::: Task inputs
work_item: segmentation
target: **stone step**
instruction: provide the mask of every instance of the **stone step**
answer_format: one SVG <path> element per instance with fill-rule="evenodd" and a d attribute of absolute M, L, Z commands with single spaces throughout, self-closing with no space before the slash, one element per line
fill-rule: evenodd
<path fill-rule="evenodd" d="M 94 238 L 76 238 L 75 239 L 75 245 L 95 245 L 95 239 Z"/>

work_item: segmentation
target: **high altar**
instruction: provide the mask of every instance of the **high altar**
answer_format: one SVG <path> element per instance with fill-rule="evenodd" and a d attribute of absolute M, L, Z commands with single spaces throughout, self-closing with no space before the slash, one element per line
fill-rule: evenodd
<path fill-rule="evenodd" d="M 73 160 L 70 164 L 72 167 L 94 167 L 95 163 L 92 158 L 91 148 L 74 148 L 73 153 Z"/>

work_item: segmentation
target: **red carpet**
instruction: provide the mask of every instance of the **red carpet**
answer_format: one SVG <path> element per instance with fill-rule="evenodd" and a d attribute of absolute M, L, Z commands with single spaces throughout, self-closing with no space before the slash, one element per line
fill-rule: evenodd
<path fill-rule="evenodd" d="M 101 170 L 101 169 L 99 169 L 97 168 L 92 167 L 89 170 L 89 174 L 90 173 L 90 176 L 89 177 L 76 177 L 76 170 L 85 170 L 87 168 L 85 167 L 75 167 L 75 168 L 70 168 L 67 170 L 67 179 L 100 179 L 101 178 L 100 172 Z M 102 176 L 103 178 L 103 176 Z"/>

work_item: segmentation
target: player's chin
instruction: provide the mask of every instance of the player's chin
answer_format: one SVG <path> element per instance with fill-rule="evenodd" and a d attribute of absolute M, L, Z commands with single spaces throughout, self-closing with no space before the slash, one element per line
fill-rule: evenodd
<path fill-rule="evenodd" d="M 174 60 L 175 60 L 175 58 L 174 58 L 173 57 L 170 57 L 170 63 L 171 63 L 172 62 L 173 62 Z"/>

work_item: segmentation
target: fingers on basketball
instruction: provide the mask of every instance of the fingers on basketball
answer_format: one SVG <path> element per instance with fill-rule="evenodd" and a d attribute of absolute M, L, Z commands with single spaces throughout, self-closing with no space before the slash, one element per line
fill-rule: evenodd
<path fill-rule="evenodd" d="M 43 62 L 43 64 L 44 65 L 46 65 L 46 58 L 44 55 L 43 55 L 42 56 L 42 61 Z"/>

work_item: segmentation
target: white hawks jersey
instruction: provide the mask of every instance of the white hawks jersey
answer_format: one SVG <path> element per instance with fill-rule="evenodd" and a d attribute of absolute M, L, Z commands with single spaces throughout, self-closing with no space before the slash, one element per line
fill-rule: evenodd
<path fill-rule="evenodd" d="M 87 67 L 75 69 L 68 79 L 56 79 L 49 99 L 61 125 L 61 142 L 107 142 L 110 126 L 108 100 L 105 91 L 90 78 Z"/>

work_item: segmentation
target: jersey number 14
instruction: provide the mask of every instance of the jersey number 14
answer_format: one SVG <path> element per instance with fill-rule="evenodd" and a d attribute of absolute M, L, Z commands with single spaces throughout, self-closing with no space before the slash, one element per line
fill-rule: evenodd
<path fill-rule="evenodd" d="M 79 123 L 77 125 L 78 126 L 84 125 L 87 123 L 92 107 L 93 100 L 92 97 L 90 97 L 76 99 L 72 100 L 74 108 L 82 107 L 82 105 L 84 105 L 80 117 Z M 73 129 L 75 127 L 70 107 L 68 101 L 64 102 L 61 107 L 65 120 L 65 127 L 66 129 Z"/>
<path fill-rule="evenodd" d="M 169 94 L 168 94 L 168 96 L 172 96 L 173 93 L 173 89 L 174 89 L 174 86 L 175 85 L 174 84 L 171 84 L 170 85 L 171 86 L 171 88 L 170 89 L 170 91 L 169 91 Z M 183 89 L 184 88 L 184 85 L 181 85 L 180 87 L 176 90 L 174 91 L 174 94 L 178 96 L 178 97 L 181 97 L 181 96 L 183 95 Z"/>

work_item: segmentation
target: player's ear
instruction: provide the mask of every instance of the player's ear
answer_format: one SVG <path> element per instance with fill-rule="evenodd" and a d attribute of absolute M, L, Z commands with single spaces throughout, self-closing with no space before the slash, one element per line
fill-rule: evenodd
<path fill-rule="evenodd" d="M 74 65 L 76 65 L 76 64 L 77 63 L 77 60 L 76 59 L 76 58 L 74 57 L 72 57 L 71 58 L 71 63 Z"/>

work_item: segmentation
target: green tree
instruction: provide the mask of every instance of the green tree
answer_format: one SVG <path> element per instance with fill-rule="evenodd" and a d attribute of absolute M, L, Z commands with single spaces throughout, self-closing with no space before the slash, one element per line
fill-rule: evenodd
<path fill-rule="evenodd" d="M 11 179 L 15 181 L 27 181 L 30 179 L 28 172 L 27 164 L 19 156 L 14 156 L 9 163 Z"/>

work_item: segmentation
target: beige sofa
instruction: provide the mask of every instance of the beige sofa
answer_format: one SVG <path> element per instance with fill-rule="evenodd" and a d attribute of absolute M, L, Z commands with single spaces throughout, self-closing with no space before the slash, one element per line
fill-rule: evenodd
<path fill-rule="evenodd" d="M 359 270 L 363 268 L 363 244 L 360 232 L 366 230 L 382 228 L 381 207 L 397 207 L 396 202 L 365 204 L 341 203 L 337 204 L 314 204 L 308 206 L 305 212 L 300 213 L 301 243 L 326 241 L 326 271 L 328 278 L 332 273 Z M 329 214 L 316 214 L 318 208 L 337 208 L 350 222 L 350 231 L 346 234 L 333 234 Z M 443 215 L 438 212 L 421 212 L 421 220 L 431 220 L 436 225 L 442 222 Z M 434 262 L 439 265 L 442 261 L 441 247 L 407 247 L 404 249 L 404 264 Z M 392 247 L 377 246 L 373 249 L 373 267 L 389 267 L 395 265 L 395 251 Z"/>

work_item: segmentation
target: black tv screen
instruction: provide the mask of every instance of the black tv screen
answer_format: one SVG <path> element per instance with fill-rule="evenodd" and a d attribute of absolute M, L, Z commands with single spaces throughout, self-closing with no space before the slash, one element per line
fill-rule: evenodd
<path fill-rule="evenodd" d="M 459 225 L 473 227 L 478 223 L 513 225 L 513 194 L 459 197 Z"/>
::::::
Written problem:
Count the lines in the rows above that contain the string "white", and give only that number.

Solution for this problem:
2